--- What is expected ---
Please render the records from their first line through the line containing "x=295, y=233", inclusive, as a Markdown table with the columns Row and Line, skipping any blank lines.

--- Dataset records ---
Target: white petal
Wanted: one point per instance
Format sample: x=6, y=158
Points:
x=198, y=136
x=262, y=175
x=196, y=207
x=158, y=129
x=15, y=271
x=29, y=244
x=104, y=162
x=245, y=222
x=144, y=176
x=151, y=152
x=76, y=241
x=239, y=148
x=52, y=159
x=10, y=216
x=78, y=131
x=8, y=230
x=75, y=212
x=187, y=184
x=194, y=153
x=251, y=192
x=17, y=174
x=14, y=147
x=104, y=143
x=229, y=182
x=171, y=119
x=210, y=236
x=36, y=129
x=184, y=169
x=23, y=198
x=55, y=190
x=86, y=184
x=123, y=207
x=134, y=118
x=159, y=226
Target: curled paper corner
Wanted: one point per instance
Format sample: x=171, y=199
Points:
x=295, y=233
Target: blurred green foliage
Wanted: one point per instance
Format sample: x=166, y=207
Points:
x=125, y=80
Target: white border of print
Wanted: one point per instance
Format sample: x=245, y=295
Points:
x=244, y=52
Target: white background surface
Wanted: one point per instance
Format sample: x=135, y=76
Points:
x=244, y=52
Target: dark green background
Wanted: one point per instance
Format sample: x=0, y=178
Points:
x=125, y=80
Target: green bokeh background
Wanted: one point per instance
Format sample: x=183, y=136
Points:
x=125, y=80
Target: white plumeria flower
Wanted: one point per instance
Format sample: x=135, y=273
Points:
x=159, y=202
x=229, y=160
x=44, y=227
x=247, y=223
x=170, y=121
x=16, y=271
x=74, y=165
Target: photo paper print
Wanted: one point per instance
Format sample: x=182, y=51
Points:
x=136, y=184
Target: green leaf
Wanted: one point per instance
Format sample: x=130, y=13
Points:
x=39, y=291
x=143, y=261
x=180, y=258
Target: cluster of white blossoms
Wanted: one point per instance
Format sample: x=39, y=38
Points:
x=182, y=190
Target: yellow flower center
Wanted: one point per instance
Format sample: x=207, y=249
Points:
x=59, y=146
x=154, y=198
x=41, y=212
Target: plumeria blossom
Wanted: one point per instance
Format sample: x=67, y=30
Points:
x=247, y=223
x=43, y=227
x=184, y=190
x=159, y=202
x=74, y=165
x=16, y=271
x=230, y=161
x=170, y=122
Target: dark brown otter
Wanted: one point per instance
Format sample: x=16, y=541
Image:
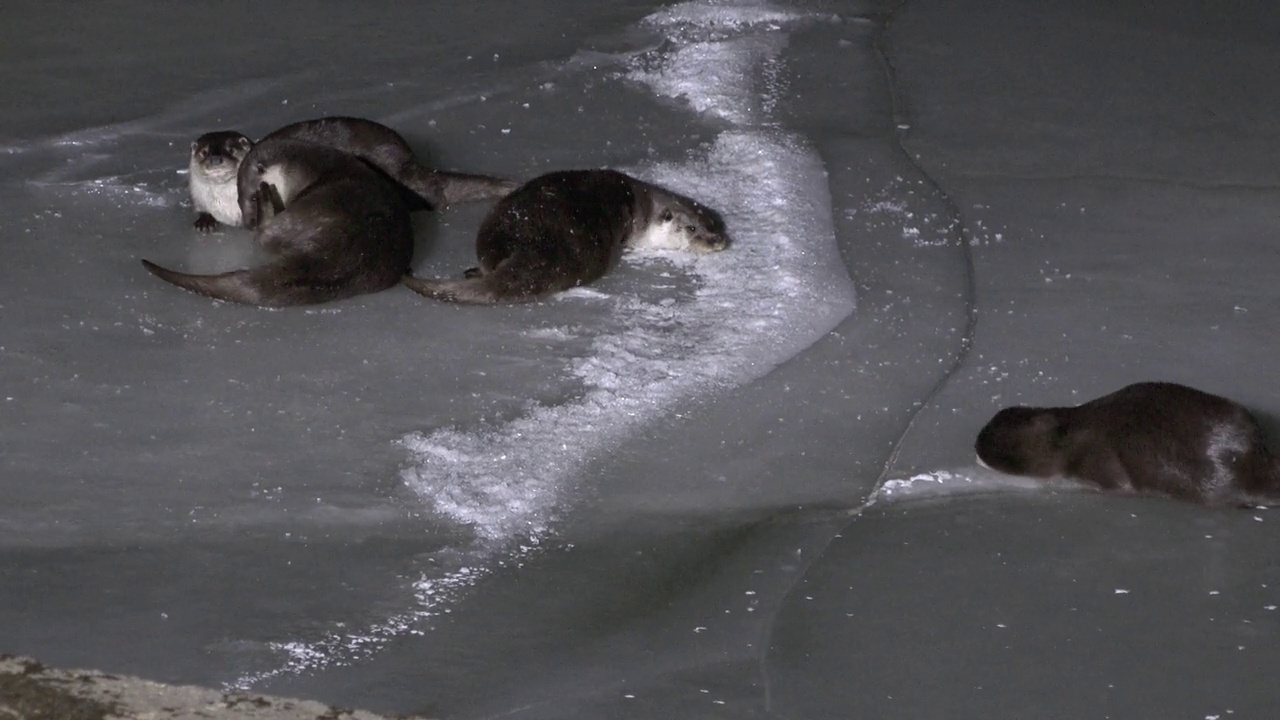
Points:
x=338, y=227
x=215, y=158
x=568, y=228
x=213, y=154
x=1160, y=438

--- Output for this exercise ---
| Row | Line |
|---|---|
| 1 | Target: white petal |
| 2 | Wanted: one point per instance |
| 3 | Format sample: x=6, y=158 |
| 4 | Points: |
| 5 | x=198, y=136 |
| 6 | x=262, y=175 |
| 7 | x=196, y=207 |
| 8 | x=158, y=129 |
| 9 | x=15, y=271 |
| 10 | x=29, y=244 |
| 11 | x=104, y=162 |
| 12 | x=245, y=222 |
| 13 | x=144, y=176 |
| 14 | x=151, y=152 |
| 15 | x=76, y=241 |
| 16 | x=239, y=148 |
| 17 | x=52, y=159 |
| 18 | x=10, y=216 |
| 19 | x=78, y=131 |
| 20 | x=8, y=230 |
| 21 | x=75, y=212 |
| 22 | x=187, y=184 |
| 23 | x=194, y=153 |
| 24 | x=251, y=192 |
| 25 | x=17, y=174 |
| 26 | x=14, y=147 |
| 27 | x=104, y=143 |
| 28 | x=229, y=182 |
| 29 | x=171, y=119 |
| 30 | x=210, y=236 |
| 31 | x=36, y=129 |
| 32 | x=184, y=169 |
| 33 | x=23, y=198 |
| 34 | x=55, y=190 |
| 35 | x=86, y=184 |
| 36 | x=123, y=207 |
| 37 | x=134, y=118 |
| 38 | x=159, y=226 |
| 39 | Target: curled paper corner |
| 40 | Wanted: one point per instance |
| 41 | Format sample: x=171, y=199 |
| 42 | Points: |
| 43 | x=295, y=233 |